↓↓↓

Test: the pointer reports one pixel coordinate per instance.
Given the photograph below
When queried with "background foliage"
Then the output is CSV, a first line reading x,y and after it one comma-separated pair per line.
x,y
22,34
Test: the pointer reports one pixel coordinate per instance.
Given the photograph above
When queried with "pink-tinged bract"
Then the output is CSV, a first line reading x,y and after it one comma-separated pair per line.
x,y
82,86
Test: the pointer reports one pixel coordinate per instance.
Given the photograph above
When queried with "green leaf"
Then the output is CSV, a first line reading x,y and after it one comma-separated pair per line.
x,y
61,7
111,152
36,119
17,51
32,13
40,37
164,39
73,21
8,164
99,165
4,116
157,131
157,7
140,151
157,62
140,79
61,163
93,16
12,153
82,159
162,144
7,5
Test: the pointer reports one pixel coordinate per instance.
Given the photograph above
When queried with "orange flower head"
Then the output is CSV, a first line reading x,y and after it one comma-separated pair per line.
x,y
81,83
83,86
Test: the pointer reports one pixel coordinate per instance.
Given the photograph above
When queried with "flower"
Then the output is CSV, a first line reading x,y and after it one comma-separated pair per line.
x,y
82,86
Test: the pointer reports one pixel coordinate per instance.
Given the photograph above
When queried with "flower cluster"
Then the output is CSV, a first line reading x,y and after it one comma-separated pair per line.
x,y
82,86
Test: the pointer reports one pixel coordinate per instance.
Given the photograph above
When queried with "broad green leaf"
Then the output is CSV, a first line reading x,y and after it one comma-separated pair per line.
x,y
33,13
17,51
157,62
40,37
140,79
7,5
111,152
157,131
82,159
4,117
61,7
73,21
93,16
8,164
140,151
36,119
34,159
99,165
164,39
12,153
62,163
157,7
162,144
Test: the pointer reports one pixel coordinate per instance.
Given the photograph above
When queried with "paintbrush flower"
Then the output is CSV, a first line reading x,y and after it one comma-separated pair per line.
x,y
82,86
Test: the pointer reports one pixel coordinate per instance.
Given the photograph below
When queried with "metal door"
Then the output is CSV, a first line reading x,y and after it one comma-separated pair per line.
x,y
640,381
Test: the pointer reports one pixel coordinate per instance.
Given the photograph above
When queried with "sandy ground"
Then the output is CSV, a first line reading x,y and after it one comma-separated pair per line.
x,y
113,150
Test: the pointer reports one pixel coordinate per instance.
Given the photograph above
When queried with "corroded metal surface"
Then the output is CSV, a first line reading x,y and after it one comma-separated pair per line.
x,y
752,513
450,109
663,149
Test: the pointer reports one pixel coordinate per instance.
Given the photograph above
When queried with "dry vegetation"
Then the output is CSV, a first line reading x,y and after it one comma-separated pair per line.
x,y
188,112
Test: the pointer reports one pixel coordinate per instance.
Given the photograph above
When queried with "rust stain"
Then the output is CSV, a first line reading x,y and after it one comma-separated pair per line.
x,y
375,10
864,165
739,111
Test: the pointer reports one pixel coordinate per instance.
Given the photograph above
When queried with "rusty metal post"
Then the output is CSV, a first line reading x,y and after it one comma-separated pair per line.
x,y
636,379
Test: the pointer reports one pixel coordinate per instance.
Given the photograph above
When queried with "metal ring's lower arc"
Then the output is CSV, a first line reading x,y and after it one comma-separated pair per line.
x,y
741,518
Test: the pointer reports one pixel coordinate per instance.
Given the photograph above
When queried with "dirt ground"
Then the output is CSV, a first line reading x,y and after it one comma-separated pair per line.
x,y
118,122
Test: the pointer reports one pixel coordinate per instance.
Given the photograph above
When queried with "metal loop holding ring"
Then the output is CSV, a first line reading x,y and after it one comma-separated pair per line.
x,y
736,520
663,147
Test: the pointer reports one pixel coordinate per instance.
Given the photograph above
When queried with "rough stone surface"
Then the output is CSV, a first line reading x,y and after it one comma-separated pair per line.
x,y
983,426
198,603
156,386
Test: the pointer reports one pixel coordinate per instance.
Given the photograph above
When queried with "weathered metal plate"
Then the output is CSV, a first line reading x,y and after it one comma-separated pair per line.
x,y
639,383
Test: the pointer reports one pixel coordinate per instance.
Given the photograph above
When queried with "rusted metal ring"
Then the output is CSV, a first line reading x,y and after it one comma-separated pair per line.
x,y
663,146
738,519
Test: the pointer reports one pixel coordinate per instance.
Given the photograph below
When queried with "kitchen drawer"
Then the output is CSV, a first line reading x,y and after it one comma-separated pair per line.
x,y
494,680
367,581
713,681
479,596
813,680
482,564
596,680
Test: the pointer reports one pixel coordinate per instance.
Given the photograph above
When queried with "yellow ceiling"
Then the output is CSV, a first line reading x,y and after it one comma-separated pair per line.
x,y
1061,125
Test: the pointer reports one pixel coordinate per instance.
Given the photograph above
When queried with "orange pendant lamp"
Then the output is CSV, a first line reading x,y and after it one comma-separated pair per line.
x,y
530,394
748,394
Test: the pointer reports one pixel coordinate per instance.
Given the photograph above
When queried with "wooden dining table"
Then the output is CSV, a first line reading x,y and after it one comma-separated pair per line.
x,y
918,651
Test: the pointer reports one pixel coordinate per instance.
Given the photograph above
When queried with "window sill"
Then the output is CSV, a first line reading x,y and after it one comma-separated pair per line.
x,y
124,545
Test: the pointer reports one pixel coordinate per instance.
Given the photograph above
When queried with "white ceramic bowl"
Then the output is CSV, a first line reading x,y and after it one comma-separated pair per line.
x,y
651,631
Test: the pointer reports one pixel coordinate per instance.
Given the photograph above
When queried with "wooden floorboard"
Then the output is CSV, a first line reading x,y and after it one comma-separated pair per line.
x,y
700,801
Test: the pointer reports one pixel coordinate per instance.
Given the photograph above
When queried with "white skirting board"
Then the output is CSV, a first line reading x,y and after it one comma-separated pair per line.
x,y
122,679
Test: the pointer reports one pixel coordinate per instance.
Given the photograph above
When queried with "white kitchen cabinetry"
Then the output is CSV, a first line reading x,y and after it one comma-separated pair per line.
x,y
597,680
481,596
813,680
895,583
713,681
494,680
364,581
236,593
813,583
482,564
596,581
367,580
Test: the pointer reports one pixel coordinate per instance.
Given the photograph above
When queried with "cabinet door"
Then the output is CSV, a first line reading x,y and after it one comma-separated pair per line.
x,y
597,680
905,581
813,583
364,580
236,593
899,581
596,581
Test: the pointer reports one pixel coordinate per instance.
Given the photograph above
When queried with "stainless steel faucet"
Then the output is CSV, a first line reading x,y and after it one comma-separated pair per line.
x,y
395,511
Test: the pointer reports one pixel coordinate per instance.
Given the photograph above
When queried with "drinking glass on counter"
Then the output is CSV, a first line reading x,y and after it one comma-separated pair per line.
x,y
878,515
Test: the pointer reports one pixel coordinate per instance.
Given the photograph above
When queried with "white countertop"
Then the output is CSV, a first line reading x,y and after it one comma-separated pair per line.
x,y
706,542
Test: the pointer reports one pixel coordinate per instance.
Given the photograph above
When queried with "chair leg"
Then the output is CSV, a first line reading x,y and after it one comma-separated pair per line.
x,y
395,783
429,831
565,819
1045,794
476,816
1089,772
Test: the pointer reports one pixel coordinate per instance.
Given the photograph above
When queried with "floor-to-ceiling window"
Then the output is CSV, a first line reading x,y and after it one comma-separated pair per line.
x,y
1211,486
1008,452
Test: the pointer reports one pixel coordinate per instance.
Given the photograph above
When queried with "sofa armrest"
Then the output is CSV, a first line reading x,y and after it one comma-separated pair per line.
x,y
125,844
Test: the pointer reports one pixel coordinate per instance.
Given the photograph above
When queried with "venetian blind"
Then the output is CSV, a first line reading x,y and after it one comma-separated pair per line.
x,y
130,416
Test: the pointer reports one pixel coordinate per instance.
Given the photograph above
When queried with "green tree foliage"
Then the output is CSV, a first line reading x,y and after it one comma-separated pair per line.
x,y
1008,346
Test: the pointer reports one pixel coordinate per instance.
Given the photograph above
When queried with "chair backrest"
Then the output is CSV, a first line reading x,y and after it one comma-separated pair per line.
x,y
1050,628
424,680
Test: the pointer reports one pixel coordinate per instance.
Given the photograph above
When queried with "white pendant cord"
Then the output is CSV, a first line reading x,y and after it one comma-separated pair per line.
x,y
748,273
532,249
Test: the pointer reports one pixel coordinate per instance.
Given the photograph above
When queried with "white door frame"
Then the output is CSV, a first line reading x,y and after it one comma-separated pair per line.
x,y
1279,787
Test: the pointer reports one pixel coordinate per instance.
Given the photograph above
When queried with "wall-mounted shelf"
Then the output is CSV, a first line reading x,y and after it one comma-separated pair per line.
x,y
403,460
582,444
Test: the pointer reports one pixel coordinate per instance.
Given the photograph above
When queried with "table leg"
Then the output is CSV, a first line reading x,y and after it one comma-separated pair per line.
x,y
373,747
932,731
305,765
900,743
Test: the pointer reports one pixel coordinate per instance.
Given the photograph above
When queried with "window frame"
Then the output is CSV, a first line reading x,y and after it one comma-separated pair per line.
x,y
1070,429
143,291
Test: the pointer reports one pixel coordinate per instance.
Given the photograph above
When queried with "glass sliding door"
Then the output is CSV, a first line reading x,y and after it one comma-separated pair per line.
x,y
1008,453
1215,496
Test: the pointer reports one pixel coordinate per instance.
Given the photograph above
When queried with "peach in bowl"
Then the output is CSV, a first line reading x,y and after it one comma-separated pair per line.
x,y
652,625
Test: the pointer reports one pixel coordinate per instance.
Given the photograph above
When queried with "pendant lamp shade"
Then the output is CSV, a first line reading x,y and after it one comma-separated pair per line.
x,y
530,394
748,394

↑↑↑

### Exercise instructions
Count the lines in the listing above that contain the string "table", matching case exactly. Give only the number.

### Task response
2